Explore the material
**A.** According to the text on codes for ordered composite DNA sequences, what kind of codes were proposed with near-optimal redundancy?
**B.** Reproduce, word for word, everything in the DNA codes text from "Contribution" down to "covering all parameters.".

Provided text
·····

Bounds and Constructions of Codes for Ordered Composite DNA Sequences

TL;DR

This paper advances the theory and construction of error-correcting codes for ordered composite DNA sequences, generalizing to larger alphabets and new error models, with bounds and explicit systematic codes.

Contribution

It introduces new bounds, equivalence relations, and explicit systematic constructions for composite error/deletion correcting codes over larger alphabets.

Findings

Derived general upper bounds for CECCs covering all parameters.

Generalized bounds for CDCCs beyond previous binary cases.

Proposed explicit systematic codes with near-optimal redundancy.

·····

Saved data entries
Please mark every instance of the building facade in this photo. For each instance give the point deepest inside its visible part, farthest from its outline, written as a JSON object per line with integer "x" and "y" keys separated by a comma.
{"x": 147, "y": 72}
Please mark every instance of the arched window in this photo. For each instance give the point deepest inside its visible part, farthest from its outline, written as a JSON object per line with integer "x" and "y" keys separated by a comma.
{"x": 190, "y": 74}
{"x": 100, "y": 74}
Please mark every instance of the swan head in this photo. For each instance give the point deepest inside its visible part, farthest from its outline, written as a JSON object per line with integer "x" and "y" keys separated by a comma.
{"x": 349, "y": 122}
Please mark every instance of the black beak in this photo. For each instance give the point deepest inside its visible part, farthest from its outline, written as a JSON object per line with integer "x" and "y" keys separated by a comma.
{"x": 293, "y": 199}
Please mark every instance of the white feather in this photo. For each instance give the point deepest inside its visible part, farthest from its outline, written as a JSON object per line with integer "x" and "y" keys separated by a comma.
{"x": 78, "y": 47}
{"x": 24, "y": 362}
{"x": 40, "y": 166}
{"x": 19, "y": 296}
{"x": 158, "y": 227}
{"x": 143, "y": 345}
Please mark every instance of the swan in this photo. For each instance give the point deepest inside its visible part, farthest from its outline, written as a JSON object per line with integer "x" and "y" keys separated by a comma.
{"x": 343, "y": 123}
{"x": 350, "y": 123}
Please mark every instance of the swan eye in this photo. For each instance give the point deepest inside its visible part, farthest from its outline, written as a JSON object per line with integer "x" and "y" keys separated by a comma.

·····

Your responses
**A.** Explicit systematic codes.

**B.**
Contribution

It introduces new bounds, equivalence relations, and explicit systematic constructions for composite error/deletion correcting codes over larger alphabets.

Findings

Derived general upper bounds for CECCs covering all parameters.